## AIM OF THE EXERCISE
Each record that follows is to be output in full, precisely as written.
(RECORDS FOR THIS EXERCISE begins)
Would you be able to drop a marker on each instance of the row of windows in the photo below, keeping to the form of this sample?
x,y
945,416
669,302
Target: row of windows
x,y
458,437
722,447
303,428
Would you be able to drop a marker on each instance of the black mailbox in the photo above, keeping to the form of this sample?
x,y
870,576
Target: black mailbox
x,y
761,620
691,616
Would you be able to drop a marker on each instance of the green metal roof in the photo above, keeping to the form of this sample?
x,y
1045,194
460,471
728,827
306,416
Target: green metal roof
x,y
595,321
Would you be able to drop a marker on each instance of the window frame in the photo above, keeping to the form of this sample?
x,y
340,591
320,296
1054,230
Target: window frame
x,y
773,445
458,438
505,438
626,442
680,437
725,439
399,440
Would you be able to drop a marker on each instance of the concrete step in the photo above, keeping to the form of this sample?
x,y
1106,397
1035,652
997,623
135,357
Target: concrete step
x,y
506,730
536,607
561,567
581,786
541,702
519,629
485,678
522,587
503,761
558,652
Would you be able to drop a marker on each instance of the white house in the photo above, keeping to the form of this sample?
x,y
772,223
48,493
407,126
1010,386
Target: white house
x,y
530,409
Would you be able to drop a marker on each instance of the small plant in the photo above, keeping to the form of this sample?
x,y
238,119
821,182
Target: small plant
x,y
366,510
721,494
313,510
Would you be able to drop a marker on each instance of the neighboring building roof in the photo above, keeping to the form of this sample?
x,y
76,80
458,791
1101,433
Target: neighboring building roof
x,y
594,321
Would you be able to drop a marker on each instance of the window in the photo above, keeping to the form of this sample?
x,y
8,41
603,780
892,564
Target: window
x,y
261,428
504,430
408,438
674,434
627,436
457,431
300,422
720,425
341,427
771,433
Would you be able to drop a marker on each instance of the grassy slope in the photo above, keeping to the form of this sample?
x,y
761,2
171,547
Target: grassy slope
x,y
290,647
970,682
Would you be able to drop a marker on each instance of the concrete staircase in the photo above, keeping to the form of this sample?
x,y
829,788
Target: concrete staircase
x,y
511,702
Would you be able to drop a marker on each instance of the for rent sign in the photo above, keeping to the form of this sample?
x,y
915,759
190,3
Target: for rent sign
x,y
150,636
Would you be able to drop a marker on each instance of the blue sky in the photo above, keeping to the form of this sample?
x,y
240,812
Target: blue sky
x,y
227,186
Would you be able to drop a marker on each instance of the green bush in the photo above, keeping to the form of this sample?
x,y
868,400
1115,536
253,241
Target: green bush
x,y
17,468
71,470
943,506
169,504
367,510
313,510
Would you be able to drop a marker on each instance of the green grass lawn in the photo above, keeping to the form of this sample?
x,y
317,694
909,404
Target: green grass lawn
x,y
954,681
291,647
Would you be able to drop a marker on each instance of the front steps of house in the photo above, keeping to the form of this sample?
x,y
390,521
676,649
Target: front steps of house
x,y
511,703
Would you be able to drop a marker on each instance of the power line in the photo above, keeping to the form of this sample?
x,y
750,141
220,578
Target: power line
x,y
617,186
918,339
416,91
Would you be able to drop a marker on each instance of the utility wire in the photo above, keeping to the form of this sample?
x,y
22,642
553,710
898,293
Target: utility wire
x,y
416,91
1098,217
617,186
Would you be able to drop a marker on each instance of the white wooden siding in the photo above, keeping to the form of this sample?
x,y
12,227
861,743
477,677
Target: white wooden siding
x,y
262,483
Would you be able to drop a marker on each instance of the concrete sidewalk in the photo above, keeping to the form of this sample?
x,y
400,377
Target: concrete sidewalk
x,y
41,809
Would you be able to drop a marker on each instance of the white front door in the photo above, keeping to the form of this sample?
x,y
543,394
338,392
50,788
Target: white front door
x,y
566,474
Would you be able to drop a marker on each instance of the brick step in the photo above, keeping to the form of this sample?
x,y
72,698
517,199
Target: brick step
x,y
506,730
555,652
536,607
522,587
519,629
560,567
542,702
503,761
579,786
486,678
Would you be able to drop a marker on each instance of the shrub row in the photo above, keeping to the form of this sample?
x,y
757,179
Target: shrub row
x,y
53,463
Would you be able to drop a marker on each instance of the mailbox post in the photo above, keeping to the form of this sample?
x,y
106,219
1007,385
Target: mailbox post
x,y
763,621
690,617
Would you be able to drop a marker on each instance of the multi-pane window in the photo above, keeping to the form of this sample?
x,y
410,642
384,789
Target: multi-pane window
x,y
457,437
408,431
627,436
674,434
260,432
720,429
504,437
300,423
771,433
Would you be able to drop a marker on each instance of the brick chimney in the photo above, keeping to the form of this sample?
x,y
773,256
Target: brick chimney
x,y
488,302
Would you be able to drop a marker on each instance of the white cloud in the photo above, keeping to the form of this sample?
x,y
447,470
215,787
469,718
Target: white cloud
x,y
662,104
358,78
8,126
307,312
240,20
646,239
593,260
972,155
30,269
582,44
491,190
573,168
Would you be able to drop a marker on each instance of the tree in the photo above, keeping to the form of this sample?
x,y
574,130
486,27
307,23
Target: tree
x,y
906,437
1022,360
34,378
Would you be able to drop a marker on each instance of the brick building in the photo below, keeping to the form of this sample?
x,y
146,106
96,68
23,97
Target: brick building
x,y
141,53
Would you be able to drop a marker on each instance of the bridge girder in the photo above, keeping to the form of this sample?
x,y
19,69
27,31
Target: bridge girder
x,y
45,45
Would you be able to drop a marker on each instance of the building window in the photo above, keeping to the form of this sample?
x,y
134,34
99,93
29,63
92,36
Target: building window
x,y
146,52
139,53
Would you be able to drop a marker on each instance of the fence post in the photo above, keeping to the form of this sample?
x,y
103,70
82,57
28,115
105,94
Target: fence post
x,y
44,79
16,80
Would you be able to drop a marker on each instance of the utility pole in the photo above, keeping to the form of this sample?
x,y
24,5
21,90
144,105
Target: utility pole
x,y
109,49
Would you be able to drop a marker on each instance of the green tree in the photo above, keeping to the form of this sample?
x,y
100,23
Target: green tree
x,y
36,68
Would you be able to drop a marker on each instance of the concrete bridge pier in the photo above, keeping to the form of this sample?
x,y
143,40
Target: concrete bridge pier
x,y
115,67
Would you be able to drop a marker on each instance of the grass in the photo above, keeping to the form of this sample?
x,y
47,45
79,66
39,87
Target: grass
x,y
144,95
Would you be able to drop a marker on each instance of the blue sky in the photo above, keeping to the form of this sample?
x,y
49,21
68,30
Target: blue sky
(RECORDS FOR THIS EXERCISE ends)
## COMPLETED EXERCISE
Would you be able to drop a marker on each instance of the row of windows in the photo below, keeping to the form of this sample?
x,y
945,416
669,302
Target: row of windows
x,y
458,437
722,447
303,428
Would you be able to drop a marker on each instance of the black mailbox in the photo above, keeping to the form of this sample?
x,y
870,576
Target: black mailbox
x,y
761,620
691,616
Would you be able to drop a marker on each instance of the green metal roof in the photo above, keeping to the form of this sample?
x,y
1045,194
460,471
728,827
306,416
Target: green metal roof
x,y
595,321
Would you be able to drop a marker on each instance of the window frame in the photo above, keeping to the form of this sample?
x,y
340,591
320,296
1054,230
Target: window frame
x,y
773,445
458,438
505,438
626,442
680,437
725,439
399,440
Would you be able to drop a marker on each instance of the concrete step in the photo above, keeping to the form of this sample?
x,y
1106,397
1035,652
997,623
135,357
Target: concrete step
x,y
506,730
536,607
561,567
581,786
541,702
519,629
485,678
522,587
503,761
558,652
Would you be able to drop a marker on each instance of the white house in the photo above, keeping to the form of this sample?
x,y
772,223
48,493
407,126
1010,386
Target: white house
x,y
530,409
Would you be able to drop a marker on each instance of the small plant in the photo above, keeping to the form of this sample?
x,y
238,119
821,182
Target: small plant
x,y
366,510
721,494
313,510
Would you be able to drop a marker on each instance of the neighboring building roof in the photo above, keeping to the form of this sample?
x,y
76,80
458,791
1101,433
Target: neighboring building roof
x,y
594,321
Would you be able to drop a marker on each instance of the window in the photo above, keeping to the form of this sample?
x,y
8,41
603,780
892,564
Target: window
x,y
261,428
504,430
408,438
674,434
627,436
457,431
300,422
720,425
341,427
771,433
Would you be able to drop a marker on each instance of the grassy slope in the photo above, keeping to the form of this sample?
x,y
761,2
171,547
Target: grassy slope
x,y
290,647
970,682
Would you be able to drop a marker on each instance of the concrete staircase in the photo above, keeping to the form of this sample?
x,y
829,788
Target: concrete staircase
x,y
511,702
Would you be able to drop a marker on each instance of the for rent sign in the photo above, keeping to the form of this sample?
x,y
915,759
190,3
Target: for rent sign
x,y
150,636
Would you be able to drop a marker on each instance of the blue sky in the photo above, keeping to the form of this sample?
x,y
240,812
Target: blue sky
x,y
227,186
Would you be able to drop a marker on each instance of the green bush in the photo above, keeping to the form of this sample?
x,y
868,400
1115,536
253,241
Target: green bush
x,y
17,468
71,470
943,506
169,504
367,510
313,510
Would you be able to drop a marker on each instance of the green grass lawn in the photo above, keeping to the form of this sample?
x,y
317,694
909,404
Target: green grass lawn
x,y
954,681
291,647
Would you be able to drop a marker on each instance of the front steps of house in the photo above, keeping to the form of this sample?
x,y
390,521
676,649
Target: front steps of house
x,y
511,703
Would you be able to drop a marker on each instance of the power line in the photo above, keeping to the form of this sample?
x,y
750,141
220,578
Target: power line
x,y
617,186
918,339
416,91
Would you be able to drop a marker on each instance of the utility wire in the photo above, keeping to the form of this sample?
x,y
22,642
553,710
898,293
Target: utility wire
x,y
416,91
1098,217
617,186
Would you be able to drop a marker on each instance of the white wooden siding in the photo above, keeping to the form of this sample?
x,y
12,227
861,743
477,677
Target: white wooden siding
x,y
262,483
Would you be able to drop a marker on each instance of the concrete sidewalk in the photo above, keeping to the form of this sample?
x,y
400,377
Target: concrete sidewalk
x,y
41,809
Would you be able to drop a marker on each instance of the white front door in the photo above, keeping to the form of this sample?
x,y
543,394
338,392
50,788
Target: white front door
x,y
566,474
Would you be able to drop a marker on each instance of the brick step in the photo above, keeping to the form of this sample?
x,y
72,698
517,199
Target: brick step
x,y
506,730
555,652
536,607
522,587
519,629
560,567
542,702
503,761
579,786
486,678
Would you be able to drop a marker on each instance of the shrub row in the photo above, keeping to the form of this sample?
x,y
757,179
Target: shrub row
x,y
53,463
Would you be able to drop a marker on each instance of the mailbox post in the photo above, keeping to the form of this sample?
x,y
106,219
1007,385
Target: mailbox post
x,y
763,621
690,617
Would you be able to drop a marker on each instance of the multi-pane window in the photo above, keeping to the form of this sample?
x,y
410,642
384,789
Target: multi-pane window
x,y
457,437
408,431
627,436
674,434
260,432
720,429
504,437
300,423
771,433
Would you be able to drop a marker on each instance of the brick chimney in the photo above, keeping to the form of this sample?
x,y
773,256
Target: brick chimney
x,y
488,302
Would you be able to drop a marker on each instance of the white cloud in the photo above, keeping to the form of this sample?
x,y
447,470
215,787
469,718
Target: white cloud
x,y
662,104
358,78
8,126
307,312
240,20
646,239
593,260
972,155
30,269
582,44
491,190
573,168
Would you be able to drop a marker on each instance of the tree in the photo above, keeping to the form of this sample?
x,y
574,130
486,27
307,23
Target: tree
x,y
906,437
1022,360
34,378
Would you be able to drop a marker on each instance of the brick building in the photo below, keeping to the form of this sample?
x,y
146,106
96,68
23,97
Target: brick building
x,y
141,53
Would you be able to drop a marker on each instance of the bridge girder in the photo above, keeping to the form of this sample?
x,y
19,69
27,31
Target: bridge girder
x,y
45,45
Would you be able to drop a marker on each instance of the building window in the photo above, keeping to the form of this sample?
x,y
134,34
99,93
29,63
92,36
Target: building window
x,y
146,52
139,53
Would you be able to drop a marker on each instance of the fence post in the photo above, keeping to the form of this sample?
x,y
103,70
82,57
28,115
105,94
Target: fence post
x,y
44,79
16,80
Would you be able to drop a marker on each instance of the utility pole in the photo above, keeping to the form of this sample?
x,y
24,5
21,90
144,105
Target: utility pole
x,y
109,49
Would you be able to drop a marker on each instance of the green tree in the photo above, keeping to the form of this sample?
x,y
100,23
Target: green tree
x,y
36,68
Would you be able to drop a marker on each instance of the concrete bridge pier in the photo above, keeping to the form of this sample?
x,y
143,40
Target: concrete bridge pier
x,y
115,67
Would you be able to drop a marker on each instance of the grass in the photo above, keeping to the form of this sample?
x,y
47,45
79,66
39,87
Target: grass
x,y
144,95
Would you be able to drop a marker on each instance of the blue sky in the photo above, keeping to the form of this sample?
x,y
49,21
68,30
Target: blue sky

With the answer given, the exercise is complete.